-- Opening Marker --

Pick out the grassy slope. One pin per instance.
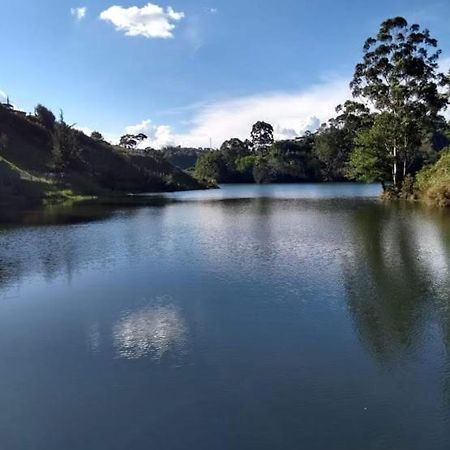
(433, 183)
(27, 172)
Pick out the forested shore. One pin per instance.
(392, 131)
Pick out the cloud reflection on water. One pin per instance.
(151, 331)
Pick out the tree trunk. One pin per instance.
(395, 166)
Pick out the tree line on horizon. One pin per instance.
(391, 129)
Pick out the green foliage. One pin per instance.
(45, 116)
(262, 135)
(65, 145)
(433, 182)
(399, 77)
(371, 159)
(211, 168)
(97, 136)
(131, 141)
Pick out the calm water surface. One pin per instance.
(254, 317)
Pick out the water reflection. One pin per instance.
(152, 331)
(396, 278)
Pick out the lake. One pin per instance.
(308, 317)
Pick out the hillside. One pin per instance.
(40, 163)
(433, 183)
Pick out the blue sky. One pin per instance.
(187, 71)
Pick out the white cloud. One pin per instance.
(142, 127)
(79, 13)
(150, 21)
(158, 135)
(291, 114)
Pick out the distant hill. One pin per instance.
(41, 163)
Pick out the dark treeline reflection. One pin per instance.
(398, 278)
(288, 314)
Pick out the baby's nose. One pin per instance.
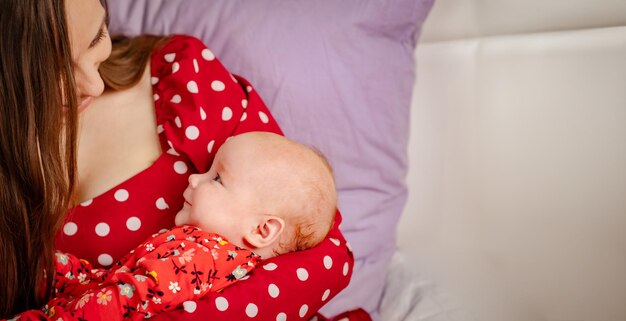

-- Closing Marker --

Only the lines from the line with "Pick out the blue sky. One pin per instance." through the final line of the material belong in the answer, copied exactly and without pictures.

Pick out the blue sky. One pin per instance.
(187, 71)
Pick out the white cloud. One pin per instance.
(142, 127)
(79, 13)
(150, 21)
(158, 135)
(291, 114)
Pick out the distant hill. One pin per instance.
(41, 163)
Pick out the dark treeline reflection. One pin per instance.
(398, 278)
(288, 314)
Pick out the baby's nose. One pin per instance.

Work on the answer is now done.